The records:
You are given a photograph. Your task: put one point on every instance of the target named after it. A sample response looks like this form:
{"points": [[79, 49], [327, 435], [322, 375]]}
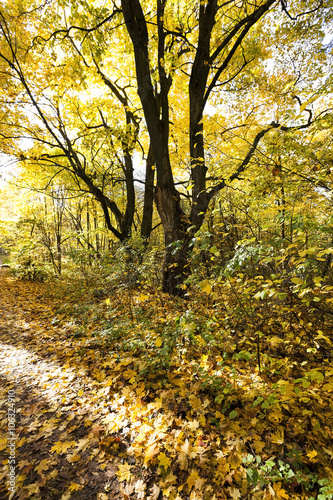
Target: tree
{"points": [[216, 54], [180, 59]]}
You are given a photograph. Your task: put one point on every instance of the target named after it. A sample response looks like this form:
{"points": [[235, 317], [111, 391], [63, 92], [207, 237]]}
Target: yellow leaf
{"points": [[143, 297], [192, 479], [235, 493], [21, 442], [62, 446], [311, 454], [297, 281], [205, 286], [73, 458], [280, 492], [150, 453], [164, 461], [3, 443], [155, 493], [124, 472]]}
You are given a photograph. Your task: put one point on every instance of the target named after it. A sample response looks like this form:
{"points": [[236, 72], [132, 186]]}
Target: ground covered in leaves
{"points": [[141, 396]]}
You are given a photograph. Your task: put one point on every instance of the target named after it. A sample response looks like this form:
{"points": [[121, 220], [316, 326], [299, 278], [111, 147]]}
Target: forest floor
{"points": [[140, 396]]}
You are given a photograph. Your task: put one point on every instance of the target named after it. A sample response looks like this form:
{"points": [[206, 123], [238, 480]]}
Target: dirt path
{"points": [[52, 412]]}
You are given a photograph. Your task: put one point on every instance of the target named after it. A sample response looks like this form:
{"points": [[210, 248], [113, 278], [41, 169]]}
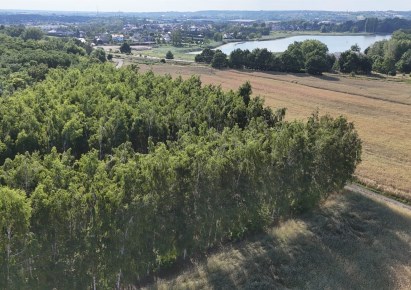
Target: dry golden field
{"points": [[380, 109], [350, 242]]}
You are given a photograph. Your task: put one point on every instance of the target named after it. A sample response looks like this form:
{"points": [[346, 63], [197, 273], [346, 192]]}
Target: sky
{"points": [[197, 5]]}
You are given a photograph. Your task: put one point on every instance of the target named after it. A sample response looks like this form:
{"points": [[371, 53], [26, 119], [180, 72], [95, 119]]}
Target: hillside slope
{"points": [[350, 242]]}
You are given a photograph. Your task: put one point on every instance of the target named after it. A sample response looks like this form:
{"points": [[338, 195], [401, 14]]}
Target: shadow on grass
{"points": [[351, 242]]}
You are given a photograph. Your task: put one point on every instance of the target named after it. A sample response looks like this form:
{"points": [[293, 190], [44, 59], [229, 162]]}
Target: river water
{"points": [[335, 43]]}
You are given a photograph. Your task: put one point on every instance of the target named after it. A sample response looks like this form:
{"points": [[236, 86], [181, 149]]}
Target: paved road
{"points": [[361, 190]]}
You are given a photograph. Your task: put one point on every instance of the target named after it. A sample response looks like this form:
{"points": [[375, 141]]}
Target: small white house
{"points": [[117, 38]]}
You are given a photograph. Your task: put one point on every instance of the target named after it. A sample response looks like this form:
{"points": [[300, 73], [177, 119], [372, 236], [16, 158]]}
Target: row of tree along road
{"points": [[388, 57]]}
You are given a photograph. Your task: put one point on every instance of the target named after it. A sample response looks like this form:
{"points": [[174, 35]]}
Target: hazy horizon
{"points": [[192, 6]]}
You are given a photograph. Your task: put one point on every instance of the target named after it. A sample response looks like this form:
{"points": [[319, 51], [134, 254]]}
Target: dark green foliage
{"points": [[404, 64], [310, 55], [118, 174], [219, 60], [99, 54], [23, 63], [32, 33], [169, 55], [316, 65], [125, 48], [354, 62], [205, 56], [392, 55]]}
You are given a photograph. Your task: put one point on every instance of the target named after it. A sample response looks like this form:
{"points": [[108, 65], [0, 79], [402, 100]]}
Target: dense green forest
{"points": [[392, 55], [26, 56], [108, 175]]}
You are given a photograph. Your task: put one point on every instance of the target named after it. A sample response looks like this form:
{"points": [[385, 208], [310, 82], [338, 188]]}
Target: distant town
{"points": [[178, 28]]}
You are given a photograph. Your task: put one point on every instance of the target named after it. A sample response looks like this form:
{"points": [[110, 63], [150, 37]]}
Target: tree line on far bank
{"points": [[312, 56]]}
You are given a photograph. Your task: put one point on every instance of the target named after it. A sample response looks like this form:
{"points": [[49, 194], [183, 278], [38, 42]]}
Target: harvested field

What you have to do:
All the lines above are to be given again exactly as they read, with the pictures removed.

Exercise solution:
You are given a photograph. Your task: put one point on every instance of the target named after it. A sample response looks like this form:
{"points": [[79, 49], [327, 435], [322, 375]]}
Target: tree
{"points": [[216, 54], [180, 59]]}
You are given a photograph. Your task: put one point on every instance of the target named after it. A sample response looks like this form:
{"points": [[235, 317], [111, 391], [63, 92], [207, 237]]}
Target: yellow leaf
{"points": [[143, 297], [192, 479], [235, 493], [21, 442], [62, 446], [311, 454], [297, 281], [205, 286], [73, 458], [280, 492], [150, 453], [164, 461], [3, 443], [155, 493], [124, 472]]}
You are given a photograph. Your task: put one point on every instance of the target named after it. A sample response looks like this form:
{"points": [[236, 72], [132, 186]]}
Target: ground covered in leaves
{"points": [[141, 396]]}
You are given a photograph. Your task: put one point on every instance of the target named after it. A sample response looks like this form:
{"points": [[121, 220], [316, 326], [299, 278], [111, 147]]}
Target: forest floor
{"points": [[140, 396]]}
You are given a photograph. Your task: put one point on every instance of the target named after it. A sample response looks like this form:
{"points": [[206, 123], [238, 480]]}
Target: dirt path
{"points": [[52, 412]]}
You are given a photograph. Your task: put one point on every instance of the target named after it. A sample response looks like this form:
{"points": [[210, 248], [113, 278], [41, 169]]}
Target: dry golden field
{"points": [[380, 109], [350, 242]]}
You are given a photograph. Your task: put one point on every instance of the target named after it. A sample response looks like this form:
{"points": [[346, 63], [197, 273], [346, 192]]}
Target: sky
{"points": [[197, 5]]}
You are given a photograph. Your task: put one point on every instance of the target named after it. A sample response looks like this form:
{"points": [[371, 53], [26, 119], [180, 72], [95, 119]]}
Target: hillside slope
{"points": [[350, 242]]}
You are given a photograph. Your task: put one point on every instance of the target named after it. A sample response looks like this form:
{"points": [[338, 195], [401, 14]]}
Target: shadow on grass
{"points": [[351, 242]]}
You are given a photograph. Your task: put one point on every instance of the target named after it. A sample response looks like this form:
{"points": [[293, 190], [44, 59], [229, 162]]}
Target: river water
{"points": [[335, 43]]}
You are given a photograph. Your task: put one point on every instance of the target named after it. A sample response looks like this form:
{"points": [[236, 86], [181, 149]]}
Target: paved road
{"points": [[361, 190]]}
You are given a photograph. Your task: put one point on every instance of the target named after it. A sample response looks like this form:
{"points": [[375, 141]]}
Target: small white house
{"points": [[117, 38]]}
You are given a photograph. Your task: put one point on every instance of the target named after it. A sample response looks like this form:
{"points": [[300, 73], [177, 119], [372, 236], [16, 158]]}
Target: row of tree along road
{"points": [[388, 57]]}
You are given a photograph. Your task: put one point on every instance of the target named after it. A sample response looks like this form:
{"points": [[174, 35]]}
Target: hazy horizon
{"points": [[192, 6]]}
You are given a photograph. Your task: put one point on every instance of the target named after it. A sample response looks like this form:
{"points": [[319, 51], [134, 254]]}
Target: dark green foliage
{"points": [[404, 64], [310, 55], [118, 174], [219, 60], [99, 54], [23, 63], [32, 33], [169, 55], [316, 65], [125, 48], [354, 62], [205, 56], [392, 55]]}
You are given a photograph. Your task: put one point on every instance of the target named after it. A sample response looks like this form:
{"points": [[108, 65], [0, 79], [402, 100]]}
Target: dense green forest
{"points": [[392, 55], [26, 56], [108, 175]]}
You are given a photograph. Your task: put one point on every instance of the target named after it. A sample response looks like this form:
{"points": [[385, 208], [310, 82], [338, 188]]}
Target: distant town
{"points": [[178, 28]]}
You are given a photograph. Your task: put one point on every instance of the target named after it. A sample response looks like this form:
{"points": [[110, 63], [150, 37]]}
Target: tree line on far bank
{"points": [[312, 56]]}
You are given a photograph. Your task: put one point on every instance of the target named after it. A sample response looks like this form:
{"points": [[49, 194], [183, 278], [38, 42]]}
Target: harvested field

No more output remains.